▶ _Requirement A_
Answer these from the passage on coping with depression:
(i) What should you do if certain friends or coworkers can change your mood from great to down?
(ii) Besides possibly worsening symptoms, what may alcohol and drugs interact negatively with?
(iii) According to the passage, a lack of what has research found behind many cases of short and long-term depression?
▶ _Requirement B_
From the passage on coping with depression, copy the part starting with "Create a routine" and going on through "and anti-anxiety medications.".

[Reading passage]

That’s why learning as much as you can about the disorder will serve you well in helping to cope with the symptoms. Although professional intervention is usually required to gain full control over the disorder, there are some methods you can use to help you take control once again.
Know your medications so you can be aware of side effects and other medications you should avoid. Try to recognize what may trigger a depressive symptom. For example, if certain friends or coworkers can change your mood from great to down, avoid interaction if you can.
Learn and practice coping skills. How to rid your brain of negative thoughts and replace them with positive ones can help tremendously as well as keeping you on the right track for a complete recovery.
Read self-help books from reputable physicians and therapists and seek help from websites and blogs. This and other support lines you can connect with may help you discover unknown ways to help yourself cope with depression.
Healthy diet choices and exercise are imperative in dealing with any type of depression. When you neglect your health, your entire system will become imbalanced – so hit the gym and make changes to your diet if needed.
Avoid alcohol and drugs. Any or all of these substances won’t make your depression better as sometimes thought. In fact, they may tend to make the symptoms worse. Keep in mind that they may also interact negatively with whatever medications the doctor prescribed.
Break a bad habit. Changing your life in any way from negative to positive helps you overcome symptoms of depression. For example, if you were smoking, take steps to quit. Switch up old habits and do something new or engage in that hobby you always wanted to try.
Create a routine for yourself that works. Planning ahead takes the anxiety out of situations that might otherwise feel stressful. Hang out with positive and upbeat friends and family rather than isolating yourself. They can be a source of encouragement and support during the dark times.
Best Natural Remedies for Situational Depression
When your emotions are imbalanced, there are some natural remedies worth trying to get back on track. Research has proven that many cases of short and long-term depression is due to a lack of B vitamins.
Vitamin B6 and folic acid can help regulate the depressive symptoms and may even increase the efficiency of your prescriptions such as anti-depressants and anti-anxiety medications.

[/Reading passage]
[Given information]

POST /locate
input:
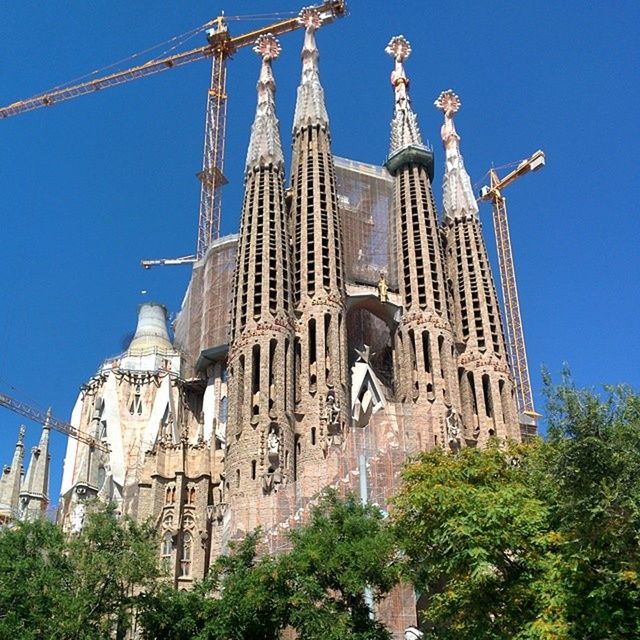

[/Given information]

▶ _Exercise solution A_
(i) Avoid interaction with them if you can.
(ii) Whatever medications the doctor prescribed.
(iii) B vitamins.

▶ _Exercise solution B_
Create a routine for yourself that works. Planning ahead takes the anxiety out of situations that might otherwise feel stressful. Hang out with positive and upbeat friends and family rather than isolating yourself. They can be a source of encouragement and support during the dark times.
Best Natural Remedies for Situational Depression
When your emotions are imbalanced, there are some natural remedies worth trying to get back on track. Research has proven that many cases of short and long-term depression is due to a lack of B vitamins.
Vitamin B6 and folic acid can help regulate the depressive symptoms and may even increase the efficiency of your prescriptions such as anti-depressants and anti-anxiety medications.